The task: Please print every line from the one containing "Return the outline of every instance of the mountain" through the last line of the records below, exactly as written and nothing more.

◇ ◇ ◇ ◇ ◇

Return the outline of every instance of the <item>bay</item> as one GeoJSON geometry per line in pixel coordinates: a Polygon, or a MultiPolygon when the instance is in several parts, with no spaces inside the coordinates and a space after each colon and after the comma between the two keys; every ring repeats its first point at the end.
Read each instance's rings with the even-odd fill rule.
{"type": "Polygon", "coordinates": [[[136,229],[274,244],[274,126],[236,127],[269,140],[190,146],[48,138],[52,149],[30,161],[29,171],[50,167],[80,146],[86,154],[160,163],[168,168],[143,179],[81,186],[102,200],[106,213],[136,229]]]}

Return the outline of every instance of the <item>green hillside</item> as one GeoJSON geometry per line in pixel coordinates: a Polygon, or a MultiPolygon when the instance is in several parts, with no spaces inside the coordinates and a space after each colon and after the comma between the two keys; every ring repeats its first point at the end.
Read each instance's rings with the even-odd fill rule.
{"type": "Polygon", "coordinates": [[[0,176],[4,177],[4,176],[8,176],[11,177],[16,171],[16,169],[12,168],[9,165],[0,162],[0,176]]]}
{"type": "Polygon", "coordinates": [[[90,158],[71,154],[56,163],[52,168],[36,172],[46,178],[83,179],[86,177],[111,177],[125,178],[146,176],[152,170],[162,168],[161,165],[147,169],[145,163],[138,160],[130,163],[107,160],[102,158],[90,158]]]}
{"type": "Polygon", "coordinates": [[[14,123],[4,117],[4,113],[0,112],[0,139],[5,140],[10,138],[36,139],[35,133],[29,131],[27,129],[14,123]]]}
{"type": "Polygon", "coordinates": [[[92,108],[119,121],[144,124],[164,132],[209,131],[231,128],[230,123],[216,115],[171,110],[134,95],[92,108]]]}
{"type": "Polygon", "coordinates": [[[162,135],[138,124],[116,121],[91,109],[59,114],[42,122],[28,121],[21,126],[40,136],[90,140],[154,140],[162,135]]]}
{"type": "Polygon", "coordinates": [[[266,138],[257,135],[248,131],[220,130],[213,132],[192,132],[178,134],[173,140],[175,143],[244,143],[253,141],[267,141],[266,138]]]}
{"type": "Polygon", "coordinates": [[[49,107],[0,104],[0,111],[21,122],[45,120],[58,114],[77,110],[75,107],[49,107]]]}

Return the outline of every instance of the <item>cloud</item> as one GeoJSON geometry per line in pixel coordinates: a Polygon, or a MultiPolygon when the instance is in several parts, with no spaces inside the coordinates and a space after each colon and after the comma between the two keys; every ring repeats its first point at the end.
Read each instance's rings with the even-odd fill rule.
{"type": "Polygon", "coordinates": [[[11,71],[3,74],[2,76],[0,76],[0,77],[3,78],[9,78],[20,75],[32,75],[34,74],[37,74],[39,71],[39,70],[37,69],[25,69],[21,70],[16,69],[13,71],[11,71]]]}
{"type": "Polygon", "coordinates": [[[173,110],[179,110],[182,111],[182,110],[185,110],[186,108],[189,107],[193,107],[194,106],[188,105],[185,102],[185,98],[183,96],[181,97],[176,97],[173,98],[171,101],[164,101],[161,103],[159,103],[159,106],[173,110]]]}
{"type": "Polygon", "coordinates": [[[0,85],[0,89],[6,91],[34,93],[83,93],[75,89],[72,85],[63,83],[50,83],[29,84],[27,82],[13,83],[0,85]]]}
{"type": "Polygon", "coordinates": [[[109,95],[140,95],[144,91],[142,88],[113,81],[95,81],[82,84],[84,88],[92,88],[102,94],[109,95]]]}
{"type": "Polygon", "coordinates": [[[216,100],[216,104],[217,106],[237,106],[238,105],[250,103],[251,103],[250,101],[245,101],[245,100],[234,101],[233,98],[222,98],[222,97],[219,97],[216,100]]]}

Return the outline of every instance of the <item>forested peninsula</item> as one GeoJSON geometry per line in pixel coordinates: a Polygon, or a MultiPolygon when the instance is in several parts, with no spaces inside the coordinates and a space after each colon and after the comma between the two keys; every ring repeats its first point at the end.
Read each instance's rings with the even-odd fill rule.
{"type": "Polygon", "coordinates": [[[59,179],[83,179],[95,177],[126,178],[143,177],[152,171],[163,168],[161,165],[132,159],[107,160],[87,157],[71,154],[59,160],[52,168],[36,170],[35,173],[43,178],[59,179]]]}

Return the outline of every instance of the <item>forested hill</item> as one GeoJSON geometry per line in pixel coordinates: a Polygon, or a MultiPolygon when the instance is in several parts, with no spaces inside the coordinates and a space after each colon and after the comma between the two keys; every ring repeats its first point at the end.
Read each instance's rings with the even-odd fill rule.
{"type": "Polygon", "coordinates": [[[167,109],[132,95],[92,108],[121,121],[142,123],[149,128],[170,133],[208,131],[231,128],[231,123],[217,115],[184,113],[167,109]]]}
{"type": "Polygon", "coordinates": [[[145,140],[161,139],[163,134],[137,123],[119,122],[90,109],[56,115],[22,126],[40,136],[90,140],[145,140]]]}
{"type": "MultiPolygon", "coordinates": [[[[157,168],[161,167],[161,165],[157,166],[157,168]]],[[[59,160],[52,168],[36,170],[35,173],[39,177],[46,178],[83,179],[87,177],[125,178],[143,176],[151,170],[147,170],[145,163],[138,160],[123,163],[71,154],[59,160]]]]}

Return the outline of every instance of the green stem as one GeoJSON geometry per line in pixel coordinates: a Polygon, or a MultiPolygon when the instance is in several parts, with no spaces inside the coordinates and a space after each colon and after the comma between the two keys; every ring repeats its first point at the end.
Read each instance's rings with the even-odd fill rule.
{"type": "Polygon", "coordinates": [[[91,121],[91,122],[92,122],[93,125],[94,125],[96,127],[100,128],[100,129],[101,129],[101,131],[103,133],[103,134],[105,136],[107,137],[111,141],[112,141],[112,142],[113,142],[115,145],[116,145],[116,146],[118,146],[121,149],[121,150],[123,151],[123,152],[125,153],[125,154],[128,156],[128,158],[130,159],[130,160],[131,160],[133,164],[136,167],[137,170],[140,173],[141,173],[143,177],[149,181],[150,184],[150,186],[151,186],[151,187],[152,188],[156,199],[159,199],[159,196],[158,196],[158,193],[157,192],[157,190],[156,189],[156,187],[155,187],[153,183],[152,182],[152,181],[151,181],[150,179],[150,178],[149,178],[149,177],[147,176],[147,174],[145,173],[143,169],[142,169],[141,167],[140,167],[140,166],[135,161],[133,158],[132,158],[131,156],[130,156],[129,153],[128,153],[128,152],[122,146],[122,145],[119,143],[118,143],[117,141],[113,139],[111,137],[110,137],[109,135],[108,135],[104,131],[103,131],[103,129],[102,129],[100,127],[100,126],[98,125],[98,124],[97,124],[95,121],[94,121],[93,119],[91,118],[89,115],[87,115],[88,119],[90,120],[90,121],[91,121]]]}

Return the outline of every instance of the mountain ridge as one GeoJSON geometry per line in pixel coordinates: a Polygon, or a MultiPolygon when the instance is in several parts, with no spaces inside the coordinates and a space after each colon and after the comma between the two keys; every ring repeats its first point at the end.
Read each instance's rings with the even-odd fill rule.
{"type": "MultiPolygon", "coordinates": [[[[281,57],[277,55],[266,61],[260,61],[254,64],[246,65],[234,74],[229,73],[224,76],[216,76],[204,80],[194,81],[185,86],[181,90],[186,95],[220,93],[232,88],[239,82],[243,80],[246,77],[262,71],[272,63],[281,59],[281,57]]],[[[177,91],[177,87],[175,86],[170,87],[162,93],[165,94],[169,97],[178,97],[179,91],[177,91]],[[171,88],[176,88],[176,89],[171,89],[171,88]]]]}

◇ ◇ ◇ ◇ ◇

Final result:
Return the outline of every instance of the mountain ridge as one GeoJSON geometry per line in pixel coordinates: a Polygon, or a MultiPolygon when the instance is in several parts, with no spaces inside the coordinates and a space after each colon and after the comma between the two keys; every ring repeats its first point at the end.
Read each instance's rings with the even-odd fill rule.
{"type": "MultiPolygon", "coordinates": [[[[281,57],[277,55],[266,61],[260,61],[254,64],[246,65],[234,74],[229,73],[224,76],[216,76],[204,80],[194,81],[185,86],[181,90],[186,95],[220,93],[232,88],[239,82],[243,80],[246,77],[262,71],[272,63],[281,59],[281,57]]],[[[177,91],[177,87],[175,86],[170,87],[162,93],[165,94],[169,97],[178,97],[179,91],[177,91]],[[171,88],[176,88],[176,89],[171,89],[171,88]]]]}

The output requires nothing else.